TEXT:
>>>>>

Well, made my first attempt at Roadside Chicken yesterday afternoon. Spatchcocked a 7-Lb Oven-Stuffer roaster (and after performing this operation innumerable times, I STILL cannot remove the keel bone in the effortless manner as depicted in Chris A's tutorial; I think it was all accomplished with trick photography!), split the bird down the middle, and brined the two halves for about 4 hours. Removed from brine, dried, and placed on foil-lined tray.
Got my 22.5 OTG set up with fully-lit two-zone K-briquettes, (one full Weber chimney's worth; and yes, I am quite the tightwad, using disposable aluminum trays more than once!)Placed birds on grill, sauced 'em on both sides - I used Bryan's original recipe, BTW - added a chunk of wild apple, and put on the lid (bottom and top vents fully open.) After ten minutes, opened the lid to re-sauce, and saw my whole world crashing down around me.
I firmly believe that the heat from the coals matched that emanating from the sun's chromosphere, and apparently the chicken's outer layer - as evidenced by its rather rich mahogany color - had managed to absorb nearly the same number of Roentgens as those generated during the first detonation at Hiroshima. Being the quick-witted soul that I am, I removed the close-to-flaming carcasses to the cooler side of my grill.
After a while, things looked a bit more promising, and I sauced and turned, and turned and sauced, for close to the next hour. During this process, tedium set in, and I turned to my newly-acquired bright-yellow electronic flyswatter (not pictured) to relieve the boredom (Two or twelve Natty Lites also kept me company.)

<<<<<

EXERCISE DATA:
>>>>>

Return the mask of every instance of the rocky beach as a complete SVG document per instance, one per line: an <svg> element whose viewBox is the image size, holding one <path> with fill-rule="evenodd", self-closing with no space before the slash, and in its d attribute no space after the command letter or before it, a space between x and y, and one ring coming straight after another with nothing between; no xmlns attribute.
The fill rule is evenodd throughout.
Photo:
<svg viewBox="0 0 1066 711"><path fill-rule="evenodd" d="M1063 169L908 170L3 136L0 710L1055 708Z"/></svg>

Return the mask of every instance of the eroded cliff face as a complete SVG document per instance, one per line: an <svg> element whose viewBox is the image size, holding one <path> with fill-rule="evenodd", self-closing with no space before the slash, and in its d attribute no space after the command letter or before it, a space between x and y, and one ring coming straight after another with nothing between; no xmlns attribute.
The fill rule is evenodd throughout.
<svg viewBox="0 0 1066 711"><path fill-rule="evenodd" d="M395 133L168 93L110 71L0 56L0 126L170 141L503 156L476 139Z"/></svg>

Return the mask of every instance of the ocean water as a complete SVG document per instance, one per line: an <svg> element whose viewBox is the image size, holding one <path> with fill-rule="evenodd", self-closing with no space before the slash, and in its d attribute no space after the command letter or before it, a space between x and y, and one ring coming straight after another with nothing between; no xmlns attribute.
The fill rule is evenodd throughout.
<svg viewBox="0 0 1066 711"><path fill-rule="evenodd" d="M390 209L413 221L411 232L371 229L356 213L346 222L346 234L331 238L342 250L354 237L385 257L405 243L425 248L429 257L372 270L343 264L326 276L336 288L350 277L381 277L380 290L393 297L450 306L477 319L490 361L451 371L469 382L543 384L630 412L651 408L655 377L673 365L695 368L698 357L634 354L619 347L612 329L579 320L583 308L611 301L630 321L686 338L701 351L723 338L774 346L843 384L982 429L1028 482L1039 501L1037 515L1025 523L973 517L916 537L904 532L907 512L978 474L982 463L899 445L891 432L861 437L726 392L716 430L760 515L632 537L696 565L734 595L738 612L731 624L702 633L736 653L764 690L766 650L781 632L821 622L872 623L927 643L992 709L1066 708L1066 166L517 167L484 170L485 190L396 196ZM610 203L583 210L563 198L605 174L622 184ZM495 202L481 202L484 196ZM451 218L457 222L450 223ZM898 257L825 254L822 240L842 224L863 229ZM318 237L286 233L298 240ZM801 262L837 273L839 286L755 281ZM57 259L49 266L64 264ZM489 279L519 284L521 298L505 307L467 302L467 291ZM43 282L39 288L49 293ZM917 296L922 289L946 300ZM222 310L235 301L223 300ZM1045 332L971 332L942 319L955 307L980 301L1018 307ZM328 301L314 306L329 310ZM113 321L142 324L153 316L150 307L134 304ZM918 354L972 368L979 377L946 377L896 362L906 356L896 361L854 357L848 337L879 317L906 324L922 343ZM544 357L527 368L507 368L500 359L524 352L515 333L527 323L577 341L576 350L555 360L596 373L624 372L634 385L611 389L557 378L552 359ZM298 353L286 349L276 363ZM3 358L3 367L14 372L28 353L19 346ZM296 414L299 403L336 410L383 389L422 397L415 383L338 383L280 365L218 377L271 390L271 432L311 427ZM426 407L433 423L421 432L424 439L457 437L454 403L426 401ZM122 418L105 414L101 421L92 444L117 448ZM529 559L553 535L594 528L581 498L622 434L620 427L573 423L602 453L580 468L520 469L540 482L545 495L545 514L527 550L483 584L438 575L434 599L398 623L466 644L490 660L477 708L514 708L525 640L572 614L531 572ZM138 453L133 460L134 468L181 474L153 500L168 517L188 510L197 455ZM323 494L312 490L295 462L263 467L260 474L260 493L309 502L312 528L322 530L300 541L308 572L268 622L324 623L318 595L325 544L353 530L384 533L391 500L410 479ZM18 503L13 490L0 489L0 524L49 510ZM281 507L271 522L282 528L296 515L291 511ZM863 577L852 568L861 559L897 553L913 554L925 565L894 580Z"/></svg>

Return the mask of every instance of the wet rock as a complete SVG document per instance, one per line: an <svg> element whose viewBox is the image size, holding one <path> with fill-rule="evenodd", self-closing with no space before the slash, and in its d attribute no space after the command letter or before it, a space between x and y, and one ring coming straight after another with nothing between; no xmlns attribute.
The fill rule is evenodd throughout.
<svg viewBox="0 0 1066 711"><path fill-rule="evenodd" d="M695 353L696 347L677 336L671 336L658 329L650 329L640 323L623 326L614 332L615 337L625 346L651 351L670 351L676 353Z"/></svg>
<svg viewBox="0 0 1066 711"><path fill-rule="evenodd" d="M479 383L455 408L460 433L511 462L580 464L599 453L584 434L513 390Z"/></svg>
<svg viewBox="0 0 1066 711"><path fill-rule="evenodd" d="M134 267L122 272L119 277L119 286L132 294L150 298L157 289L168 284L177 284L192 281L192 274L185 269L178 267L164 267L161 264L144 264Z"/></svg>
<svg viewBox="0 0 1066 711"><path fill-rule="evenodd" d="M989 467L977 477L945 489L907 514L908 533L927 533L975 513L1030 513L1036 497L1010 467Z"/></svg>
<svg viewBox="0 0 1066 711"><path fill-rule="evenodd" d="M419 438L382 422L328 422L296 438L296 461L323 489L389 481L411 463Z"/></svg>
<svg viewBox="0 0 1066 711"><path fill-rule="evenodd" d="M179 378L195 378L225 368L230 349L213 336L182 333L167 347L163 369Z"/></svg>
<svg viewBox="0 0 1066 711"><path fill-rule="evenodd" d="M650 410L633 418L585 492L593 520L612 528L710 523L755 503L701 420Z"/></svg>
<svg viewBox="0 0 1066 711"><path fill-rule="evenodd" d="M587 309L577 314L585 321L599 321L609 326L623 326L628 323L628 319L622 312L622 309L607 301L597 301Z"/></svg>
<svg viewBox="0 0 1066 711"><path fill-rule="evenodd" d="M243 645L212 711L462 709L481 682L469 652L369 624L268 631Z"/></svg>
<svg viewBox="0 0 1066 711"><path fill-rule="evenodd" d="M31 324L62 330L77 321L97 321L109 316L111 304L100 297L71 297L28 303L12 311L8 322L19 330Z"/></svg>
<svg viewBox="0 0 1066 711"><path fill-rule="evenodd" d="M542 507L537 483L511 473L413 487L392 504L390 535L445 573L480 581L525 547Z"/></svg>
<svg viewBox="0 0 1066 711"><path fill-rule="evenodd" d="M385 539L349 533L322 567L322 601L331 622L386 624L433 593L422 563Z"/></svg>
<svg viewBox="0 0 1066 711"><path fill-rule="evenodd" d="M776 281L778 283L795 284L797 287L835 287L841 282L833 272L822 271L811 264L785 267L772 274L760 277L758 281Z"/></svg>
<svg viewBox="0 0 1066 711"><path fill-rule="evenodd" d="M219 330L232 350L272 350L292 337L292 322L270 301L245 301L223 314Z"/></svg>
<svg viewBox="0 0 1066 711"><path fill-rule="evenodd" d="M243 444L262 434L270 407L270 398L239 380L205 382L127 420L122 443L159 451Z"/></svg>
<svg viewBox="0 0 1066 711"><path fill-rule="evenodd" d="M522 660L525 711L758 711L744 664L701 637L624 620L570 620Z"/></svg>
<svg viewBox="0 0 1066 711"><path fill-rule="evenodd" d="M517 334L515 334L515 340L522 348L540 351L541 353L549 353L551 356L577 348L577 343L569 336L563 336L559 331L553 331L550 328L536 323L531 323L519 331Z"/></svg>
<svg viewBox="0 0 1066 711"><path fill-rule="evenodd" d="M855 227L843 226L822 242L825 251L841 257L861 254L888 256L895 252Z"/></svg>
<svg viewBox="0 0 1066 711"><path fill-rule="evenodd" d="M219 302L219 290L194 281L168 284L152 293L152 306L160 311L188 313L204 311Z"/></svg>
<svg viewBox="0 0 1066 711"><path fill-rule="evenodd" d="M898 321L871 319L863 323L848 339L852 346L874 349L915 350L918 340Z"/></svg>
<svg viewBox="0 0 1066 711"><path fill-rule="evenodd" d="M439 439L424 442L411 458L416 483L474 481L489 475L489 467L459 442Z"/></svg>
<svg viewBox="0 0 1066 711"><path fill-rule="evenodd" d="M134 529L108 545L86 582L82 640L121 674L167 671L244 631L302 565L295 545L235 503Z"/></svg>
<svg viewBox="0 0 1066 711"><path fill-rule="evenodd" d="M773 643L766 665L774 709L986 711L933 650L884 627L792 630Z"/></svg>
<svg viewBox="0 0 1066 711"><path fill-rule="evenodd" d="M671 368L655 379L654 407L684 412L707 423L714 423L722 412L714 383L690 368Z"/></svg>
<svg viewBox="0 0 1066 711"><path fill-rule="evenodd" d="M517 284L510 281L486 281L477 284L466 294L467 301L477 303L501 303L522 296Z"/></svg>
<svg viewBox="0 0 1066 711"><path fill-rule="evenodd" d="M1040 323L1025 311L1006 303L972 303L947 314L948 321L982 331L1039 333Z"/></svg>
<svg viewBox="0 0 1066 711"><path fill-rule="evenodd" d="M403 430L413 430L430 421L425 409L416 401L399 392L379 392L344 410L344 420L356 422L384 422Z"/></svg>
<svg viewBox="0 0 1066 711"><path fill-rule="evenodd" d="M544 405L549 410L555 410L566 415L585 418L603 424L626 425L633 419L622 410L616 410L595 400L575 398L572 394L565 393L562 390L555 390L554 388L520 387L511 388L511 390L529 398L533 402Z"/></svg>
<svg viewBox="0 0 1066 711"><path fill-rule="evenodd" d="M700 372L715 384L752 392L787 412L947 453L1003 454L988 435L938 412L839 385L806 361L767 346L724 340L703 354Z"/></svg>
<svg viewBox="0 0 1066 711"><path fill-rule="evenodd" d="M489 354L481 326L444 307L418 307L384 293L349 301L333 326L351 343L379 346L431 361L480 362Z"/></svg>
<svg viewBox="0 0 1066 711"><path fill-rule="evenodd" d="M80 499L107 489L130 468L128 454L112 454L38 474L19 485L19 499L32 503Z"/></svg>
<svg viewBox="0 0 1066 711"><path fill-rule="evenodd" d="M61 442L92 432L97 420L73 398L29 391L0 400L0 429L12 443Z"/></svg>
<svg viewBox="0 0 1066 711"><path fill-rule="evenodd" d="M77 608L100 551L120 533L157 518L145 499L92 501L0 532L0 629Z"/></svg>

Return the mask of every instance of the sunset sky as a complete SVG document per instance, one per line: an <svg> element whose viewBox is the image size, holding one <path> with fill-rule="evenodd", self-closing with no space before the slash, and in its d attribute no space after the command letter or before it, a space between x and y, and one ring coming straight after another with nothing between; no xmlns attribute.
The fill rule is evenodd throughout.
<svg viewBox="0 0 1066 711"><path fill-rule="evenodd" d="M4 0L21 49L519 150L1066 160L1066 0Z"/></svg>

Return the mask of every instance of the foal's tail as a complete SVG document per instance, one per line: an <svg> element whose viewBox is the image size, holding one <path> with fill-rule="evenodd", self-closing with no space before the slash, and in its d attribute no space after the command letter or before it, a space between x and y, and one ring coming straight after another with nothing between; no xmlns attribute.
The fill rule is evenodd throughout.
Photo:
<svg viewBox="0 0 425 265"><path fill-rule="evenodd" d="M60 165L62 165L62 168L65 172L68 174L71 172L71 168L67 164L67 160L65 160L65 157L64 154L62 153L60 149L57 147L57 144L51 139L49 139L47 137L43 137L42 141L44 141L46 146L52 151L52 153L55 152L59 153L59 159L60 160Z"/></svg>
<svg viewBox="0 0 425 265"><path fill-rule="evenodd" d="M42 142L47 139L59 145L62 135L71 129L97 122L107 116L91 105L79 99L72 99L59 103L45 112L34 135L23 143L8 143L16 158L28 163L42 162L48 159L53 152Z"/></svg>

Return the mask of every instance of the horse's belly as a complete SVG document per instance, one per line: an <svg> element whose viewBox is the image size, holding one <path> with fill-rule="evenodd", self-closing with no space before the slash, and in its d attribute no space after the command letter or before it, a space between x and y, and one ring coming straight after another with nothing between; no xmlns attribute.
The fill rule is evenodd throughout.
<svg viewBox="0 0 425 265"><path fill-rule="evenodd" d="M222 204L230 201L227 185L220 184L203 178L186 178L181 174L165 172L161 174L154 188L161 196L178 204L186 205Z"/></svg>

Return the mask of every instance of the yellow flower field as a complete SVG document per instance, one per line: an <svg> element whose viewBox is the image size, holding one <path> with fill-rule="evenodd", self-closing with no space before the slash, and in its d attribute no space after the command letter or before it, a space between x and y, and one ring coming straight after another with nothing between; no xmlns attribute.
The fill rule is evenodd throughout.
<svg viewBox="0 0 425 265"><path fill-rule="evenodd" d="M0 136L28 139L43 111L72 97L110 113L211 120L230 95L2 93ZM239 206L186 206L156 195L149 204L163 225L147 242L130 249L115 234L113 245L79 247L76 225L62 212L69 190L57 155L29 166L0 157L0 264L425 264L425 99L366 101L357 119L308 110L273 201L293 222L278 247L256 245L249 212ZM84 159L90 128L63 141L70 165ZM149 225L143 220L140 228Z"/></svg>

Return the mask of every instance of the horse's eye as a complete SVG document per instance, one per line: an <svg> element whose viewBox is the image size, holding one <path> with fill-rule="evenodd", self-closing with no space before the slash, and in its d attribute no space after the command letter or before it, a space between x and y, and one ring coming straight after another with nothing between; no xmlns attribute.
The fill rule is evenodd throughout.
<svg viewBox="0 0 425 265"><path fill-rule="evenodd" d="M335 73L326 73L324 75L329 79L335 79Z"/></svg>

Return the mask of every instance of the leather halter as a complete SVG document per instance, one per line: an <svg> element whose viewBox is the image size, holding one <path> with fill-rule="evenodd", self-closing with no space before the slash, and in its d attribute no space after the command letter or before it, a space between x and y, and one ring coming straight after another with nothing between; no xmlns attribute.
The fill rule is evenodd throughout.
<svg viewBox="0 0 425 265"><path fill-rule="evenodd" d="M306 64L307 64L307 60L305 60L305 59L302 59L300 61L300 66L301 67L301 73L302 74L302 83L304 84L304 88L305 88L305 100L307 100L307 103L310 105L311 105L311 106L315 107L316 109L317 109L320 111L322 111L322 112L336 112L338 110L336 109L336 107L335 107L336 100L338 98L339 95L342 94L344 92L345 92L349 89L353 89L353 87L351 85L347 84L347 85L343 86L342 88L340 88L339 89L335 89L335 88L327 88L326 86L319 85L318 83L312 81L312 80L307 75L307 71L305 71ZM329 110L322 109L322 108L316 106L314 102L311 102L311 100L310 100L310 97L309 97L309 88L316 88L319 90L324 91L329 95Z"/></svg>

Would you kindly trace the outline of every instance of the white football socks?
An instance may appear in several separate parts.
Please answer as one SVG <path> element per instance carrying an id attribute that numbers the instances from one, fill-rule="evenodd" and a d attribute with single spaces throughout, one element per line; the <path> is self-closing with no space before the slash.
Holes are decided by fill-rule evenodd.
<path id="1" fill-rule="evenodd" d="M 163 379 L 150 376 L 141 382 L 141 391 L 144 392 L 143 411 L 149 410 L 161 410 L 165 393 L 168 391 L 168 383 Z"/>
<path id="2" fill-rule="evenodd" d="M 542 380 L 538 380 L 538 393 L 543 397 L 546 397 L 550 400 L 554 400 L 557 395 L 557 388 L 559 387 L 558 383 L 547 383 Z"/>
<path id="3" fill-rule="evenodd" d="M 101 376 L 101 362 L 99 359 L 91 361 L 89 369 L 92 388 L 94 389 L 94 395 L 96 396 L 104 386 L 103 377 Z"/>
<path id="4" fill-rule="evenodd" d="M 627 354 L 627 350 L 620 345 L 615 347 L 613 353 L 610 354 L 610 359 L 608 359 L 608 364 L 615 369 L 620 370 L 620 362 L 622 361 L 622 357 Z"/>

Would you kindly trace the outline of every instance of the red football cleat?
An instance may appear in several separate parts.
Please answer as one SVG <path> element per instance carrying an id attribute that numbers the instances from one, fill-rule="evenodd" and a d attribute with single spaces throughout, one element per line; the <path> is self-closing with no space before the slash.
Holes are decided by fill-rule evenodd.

<<<<<

DIRECTIONS:
1. Repeat the passage of the roadside chicken account from "Got my 22.5" to "down around me." word for word.
2. Pick up the roadside chicken account from the point where it stops, and continue it.

WRITTEN RESPONSES:
1.
Got my 22.5 OTG set up with fully-lit two-zone K-briquettes, (one full Weber chimney's worth; and yes, I am quite the tightwad, using disposable aluminum trays more than once!)Placed birds on grill, sauced 'em on both sides - I used Bryan's original recipe, BTW - added a chunk of wild apple, and put on the lid (bottom and top vents fully open.) After ten minutes, opened the lid to re-sauce, and saw my whole world crashing down around me.

2.
At last, internal temp read 175 for the thighs, and off the grill they came. Tender and juicy, they literally fell apart between the thigh and the breast, when I placed them on the cutting board to rest.
It was pretty doggoned tasty, but although I'm not a fan of REAL spicy foods - it makes my head sweat - it seemed to be missing that little "kick" that I had expected from the white vinegar. I recall that there were some suggestions to add some kick in a few of the posts on this ginormous thread, so I'll have to go back and search.
In order to prevent the "nuke effect" from being replicated, perhaps in the future a half-chimney of K-bricks will suffice; I had intended to try Cornell chicken next (this was my first attempt at ANY kind of chicken on the grill, believe it or not, as I've been a gasser forever with the flying version of protein), but I've gotta perfect THIS technique before moving on....
Hope the pix show up in the post (I've not had good luck with that in the past, I'm pretty dimwitted in that regard.)